> [原文]
你发现"用了某 AI 工具的工程师产出更高"。这是第一层。但很可能是"本来就强的人才会主动尝鲜"(自选择混杂)。要爬到第二层,得做 A/B:随机分配谁先用工具。否则贸然全员推广,可能颗粒无收。育儿同理——"爱读书的孩子成绩好"是第一层观察;"让一个孩子多读书会不会提分"才是你真正想知道的第二层干预,两者答案未必一致。
English Summary
The Ladder of Causation (Pearl) sorts every "does X cause Y?" question into three rungs, each needing information the rung below cannot supply. Association — P(Y|X), seeing X makes Y likelier; pure observation, where curve-fitting and most ML stop. Intervention — P(Y|do(X)), what happens if I actively set X; generally ≠ P(Y|X) because the latter can be confounded. Counterfactual — "had X not happened, would Y differ?", the realm of attribution, blame, regret. You cannot climb the ladder from data alone: observational P(Y|X) never yields P(Y|do(X)) without an injected causal model. "Big data" ≠ "causal knowledge." First locate which rung a claim stands on.

> [列表]
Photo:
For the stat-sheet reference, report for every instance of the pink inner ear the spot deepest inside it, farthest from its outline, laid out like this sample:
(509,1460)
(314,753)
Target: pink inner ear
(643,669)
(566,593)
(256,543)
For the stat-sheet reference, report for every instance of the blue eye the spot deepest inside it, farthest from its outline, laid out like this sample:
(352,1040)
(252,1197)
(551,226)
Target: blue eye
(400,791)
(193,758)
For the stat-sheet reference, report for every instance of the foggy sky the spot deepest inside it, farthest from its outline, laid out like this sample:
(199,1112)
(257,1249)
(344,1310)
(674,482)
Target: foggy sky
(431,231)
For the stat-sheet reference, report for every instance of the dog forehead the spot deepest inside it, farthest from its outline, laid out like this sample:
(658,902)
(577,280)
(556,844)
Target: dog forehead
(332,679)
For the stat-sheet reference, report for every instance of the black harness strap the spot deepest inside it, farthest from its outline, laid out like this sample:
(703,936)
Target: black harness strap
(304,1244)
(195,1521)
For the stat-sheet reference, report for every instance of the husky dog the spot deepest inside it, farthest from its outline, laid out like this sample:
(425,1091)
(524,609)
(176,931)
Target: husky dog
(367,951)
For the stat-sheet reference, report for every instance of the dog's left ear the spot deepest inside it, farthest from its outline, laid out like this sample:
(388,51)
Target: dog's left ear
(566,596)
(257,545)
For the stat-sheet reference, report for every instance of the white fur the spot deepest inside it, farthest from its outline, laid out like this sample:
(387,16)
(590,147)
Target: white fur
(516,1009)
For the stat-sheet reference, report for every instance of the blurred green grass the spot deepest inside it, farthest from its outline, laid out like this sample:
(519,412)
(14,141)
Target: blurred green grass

> [练习任务]
1. 请把讲因果阶梯的原文中从"English Summary"一直到"claim stands on."的部分原样重新写出。
2. 请从讲因果阶梯的原文结尾处接着往下写。
这份列表取自另一来源。

> [参考答案]
1.
English Summary
The Ladder of Causation (Pearl) sorts every "does X cause Y?" question into three rungs, each needing information the rung below cannot supply. Association — P(Y|X), seeing X makes Y likelier; pure observation, where curve-fitting and most ML stop. Intervention — P(Y|do(X)), what happens if I actively set X; generally ≠ P(Y|X) because the latter can be confounded. Counterfactual — "had X not happened, would Y differ?", the realm of attribution, blame, regret. You cannot climb the ladder from data alone: observational P(Y|X) never yields P(Y|do(X)) without an injected causal model. "Big data" ≠ "causal knowledge." First locate which rung a claim stands on.

2.
AI Prompts
中文提示词
我看到一个结论:[X 与 Y 的关系论断 / 数据/标题]。请用因果阶梯帮我审视:
① 它实际站在第几层——关联、干预,还是反事实?给出判断依据;
② 若它被当作因果(第二层)使用,列出 2 个最可能的混杂因素,它们能让相关看起来像因果;
③ 给出一个能把它"升一层"验证的最小方案(随机实验 / 准实验 / 需要哪张因果图)。
English Prompt
Here is a claim I encountered: [assertion about X and Y / a dataset / a headline]. Apply the Ladder of Causation:
1. Which rung does it actually stand on — association, intervention, or counterfactual? Justify.
2. If it's being used causally (rung 2), list 2 likely confounders that could make mere correlation look causal.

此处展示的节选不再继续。